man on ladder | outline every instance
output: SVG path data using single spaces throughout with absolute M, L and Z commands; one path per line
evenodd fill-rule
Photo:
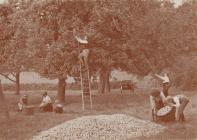
M 90 108 L 92 109 L 92 96 L 90 91 L 90 79 L 89 79 L 89 68 L 88 68 L 88 57 L 89 49 L 86 47 L 88 44 L 87 38 L 81 39 L 75 36 L 78 41 L 78 45 L 83 44 L 83 48 L 79 51 L 79 61 L 80 61 L 80 75 L 81 75 L 81 89 L 82 89 L 82 108 L 85 110 L 85 100 L 88 97 L 90 102 Z
M 85 39 L 82 40 L 81 38 L 76 36 L 76 39 L 81 44 L 88 44 L 87 37 L 85 37 Z M 80 64 L 82 65 L 82 69 L 88 70 L 88 56 L 89 56 L 89 53 L 90 53 L 90 50 L 86 46 L 79 53 L 78 58 L 79 58 Z

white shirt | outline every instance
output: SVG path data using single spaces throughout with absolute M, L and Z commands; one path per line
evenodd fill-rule
M 83 39 L 81 39 L 81 38 L 79 38 L 79 37 L 77 37 L 77 36 L 75 36 L 75 38 L 77 39 L 77 41 L 79 42 L 79 43 L 81 43 L 81 44 L 88 44 L 88 41 L 86 40 L 86 37 L 85 37 L 85 39 L 83 40 Z
M 46 104 L 52 103 L 51 98 L 48 95 L 43 97 L 42 102 Z
M 179 99 L 179 96 L 174 96 L 173 97 L 173 101 L 175 102 L 175 106 L 176 107 L 179 107 L 180 106 L 180 99 Z
M 164 76 L 160 76 L 160 75 L 158 75 L 158 74 L 155 74 L 158 78 L 160 78 L 162 81 L 163 81 L 163 83 L 169 83 L 170 82 L 170 79 L 169 79 L 169 77 L 167 76 L 167 75 L 164 75 Z
M 164 93 L 162 91 L 160 92 L 159 96 L 160 96 L 162 102 L 164 103 L 166 97 L 165 97 L 165 95 L 164 95 Z M 156 104 L 155 104 L 155 97 L 150 96 L 150 104 L 151 104 L 151 109 L 154 109 L 155 106 L 156 106 Z

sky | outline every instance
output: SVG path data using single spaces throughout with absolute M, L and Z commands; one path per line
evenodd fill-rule
M 5 0 L 0 0 L 0 3 L 4 2 Z M 174 0 L 175 5 L 180 5 L 182 0 Z

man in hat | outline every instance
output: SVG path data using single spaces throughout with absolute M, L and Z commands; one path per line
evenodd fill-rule
M 22 111 L 25 106 L 28 104 L 27 94 L 23 95 L 18 102 L 18 109 Z
M 44 112 L 53 111 L 52 101 L 51 101 L 51 98 L 48 96 L 47 92 L 43 93 L 42 102 L 39 108 L 43 110 Z
M 80 50 L 80 53 L 78 55 L 80 64 L 82 65 L 82 68 L 88 69 L 88 57 L 89 57 L 89 53 L 90 50 L 87 48 L 87 37 L 85 37 L 84 39 L 81 39 L 79 37 L 75 37 L 77 39 L 77 41 L 83 45 L 82 50 Z
M 185 121 L 183 111 L 185 110 L 185 107 L 189 103 L 188 97 L 186 97 L 185 95 L 176 95 L 174 97 L 168 96 L 164 102 L 166 105 L 176 107 L 175 118 L 178 122 L 181 123 Z
M 169 87 L 170 87 L 170 78 L 168 77 L 168 74 L 164 73 L 164 76 L 160 76 L 158 74 L 155 74 L 155 76 L 157 78 L 159 78 L 160 80 L 162 80 L 163 93 L 164 93 L 165 97 L 167 97 L 168 96 L 168 90 L 169 90 Z
M 63 105 L 60 103 L 59 100 L 55 100 L 54 104 L 54 112 L 55 113 L 63 113 Z
M 157 121 L 157 111 L 164 107 L 164 101 L 165 95 L 162 91 L 160 92 L 158 89 L 153 89 L 150 92 L 150 104 L 153 121 Z

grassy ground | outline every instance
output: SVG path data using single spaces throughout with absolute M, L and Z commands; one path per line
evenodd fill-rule
M 0 140 L 28 139 L 42 130 L 84 115 L 124 113 L 140 119 L 151 120 L 147 94 L 144 94 L 143 91 L 118 93 L 119 91 L 113 91 L 112 94 L 93 95 L 93 110 L 83 112 L 79 92 L 68 91 L 64 114 L 41 113 L 36 110 L 33 116 L 18 112 L 15 105 L 19 97 L 12 93 L 6 93 L 11 119 L 5 120 L 0 112 Z M 38 105 L 41 100 L 40 92 L 32 91 L 28 94 L 30 104 Z M 197 139 L 197 95 L 194 92 L 185 92 L 184 94 L 187 94 L 191 99 L 185 112 L 187 122 L 182 125 L 177 123 L 162 124 L 166 125 L 168 129 L 149 139 Z M 50 92 L 50 96 L 54 100 L 55 92 Z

━━━

* Prompt
Retype every item above character for character, omitting the pictures.

* Reply
man on ladder | outline every instance
output: SVG path data using single spaces throughout with absolute M, L and Z commands; one path per line
evenodd fill-rule
Photo:
M 90 108 L 92 109 L 92 96 L 90 91 L 90 79 L 89 79 L 89 68 L 88 68 L 88 57 L 89 49 L 86 47 L 88 44 L 87 38 L 81 39 L 75 36 L 78 41 L 78 45 L 83 44 L 83 48 L 79 51 L 79 61 L 80 61 L 80 75 L 81 75 L 81 89 L 82 89 L 82 108 L 85 110 L 85 100 L 88 97 L 90 102 Z
M 85 39 L 82 40 L 81 38 L 76 36 L 76 39 L 81 44 L 88 44 L 87 37 L 85 37 Z M 80 64 L 82 65 L 82 69 L 88 70 L 88 56 L 89 56 L 89 53 L 90 53 L 90 50 L 86 46 L 79 53 L 78 58 L 79 58 Z

white shirt | outline every instance
output: SVG path data using single spaces throughout with absolute M, L and Z commands; one path per line
evenodd fill-rule
M 83 39 L 81 39 L 81 38 L 79 38 L 79 37 L 77 37 L 77 36 L 75 36 L 75 38 L 77 39 L 77 41 L 79 42 L 79 43 L 81 43 L 81 44 L 88 44 L 88 41 L 86 40 L 86 37 L 85 37 L 85 39 L 83 40 Z
M 46 104 L 52 103 L 51 98 L 48 95 L 43 97 L 42 102 Z
M 179 99 L 179 96 L 174 96 L 173 97 L 173 101 L 175 102 L 175 106 L 176 107 L 179 107 L 180 106 L 180 99 Z
M 164 76 L 160 76 L 160 75 L 158 75 L 158 74 L 155 74 L 158 78 L 160 78 L 162 81 L 163 81 L 163 83 L 169 83 L 170 82 L 170 79 L 169 79 L 169 77 L 167 76 L 167 75 L 164 75 Z
M 164 93 L 162 91 L 160 92 L 159 96 L 160 96 L 162 102 L 164 103 L 166 97 L 165 97 L 165 95 L 164 95 Z M 156 104 L 155 104 L 155 97 L 150 96 L 150 104 L 151 104 L 151 109 L 154 109 L 155 106 L 156 106 Z

sky | outline every instance
output: SVG path data using single spaces throughout with absolute M, L and Z commands; one path per line
evenodd fill-rule
M 5 0 L 0 0 L 0 3 L 4 2 Z M 174 0 L 175 5 L 180 5 L 182 0 Z

man in hat | outline every instance
output: SVG path data using single spaces throughout with absolute M, L and Z commands; one path per line
evenodd fill-rule
M 22 111 L 25 106 L 28 104 L 27 94 L 23 95 L 18 102 L 18 109 Z
M 44 112 L 53 111 L 52 101 L 51 101 L 51 98 L 48 96 L 47 92 L 43 93 L 42 102 L 39 108 L 43 110 Z
M 80 50 L 80 53 L 78 55 L 80 64 L 82 65 L 82 68 L 88 69 L 88 57 L 89 57 L 89 53 L 90 50 L 87 48 L 87 37 L 85 37 L 84 39 L 81 39 L 79 37 L 75 37 L 77 39 L 77 41 L 83 45 L 82 50 Z
M 185 121 L 183 111 L 185 110 L 185 107 L 189 103 L 188 97 L 186 97 L 185 95 L 176 95 L 174 97 L 168 96 L 164 102 L 166 105 L 176 107 L 175 118 L 178 122 L 181 123 Z
M 169 87 L 170 87 L 170 78 L 168 77 L 168 74 L 164 73 L 164 76 L 160 76 L 158 74 L 155 74 L 155 76 L 157 78 L 159 78 L 160 80 L 162 80 L 163 93 L 164 93 L 165 97 L 167 97 L 168 96 L 168 90 L 169 90 Z
M 63 105 L 60 103 L 59 100 L 55 100 L 54 104 L 54 112 L 55 113 L 63 113 Z
M 157 121 L 157 111 L 164 107 L 164 101 L 165 95 L 162 91 L 160 92 L 158 89 L 153 89 L 150 92 L 150 104 L 153 121 Z

grassy ground | outline every instance
output: SVG path data using single spaces throughout with absolute M, L and Z commands; one path per line
evenodd fill-rule
M 0 140 L 28 139 L 42 130 L 84 115 L 124 113 L 140 119 L 151 120 L 147 94 L 144 94 L 143 91 L 118 93 L 119 91 L 113 91 L 112 94 L 93 95 L 93 110 L 83 112 L 79 92 L 68 91 L 64 114 L 41 113 L 36 110 L 33 116 L 18 112 L 15 105 L 19 97 L 12 93 L 6 93 L 11 119 L 5 120 L 0 112 Z M 38 105 L 41 100 L 40 92 L 32 91 L 28 94 L 30 104 Z M 197 139 L 197 95 L 194 92 L 185 92 L 184 94 L 187 94 L 191 99 L 185 112 L 187 122 L 182 125 L 177 123 L 162 124 L 166 125 L 168 129 L 149 139 Z M 50 92 L 50 96 L 54 100 L 55 92 Z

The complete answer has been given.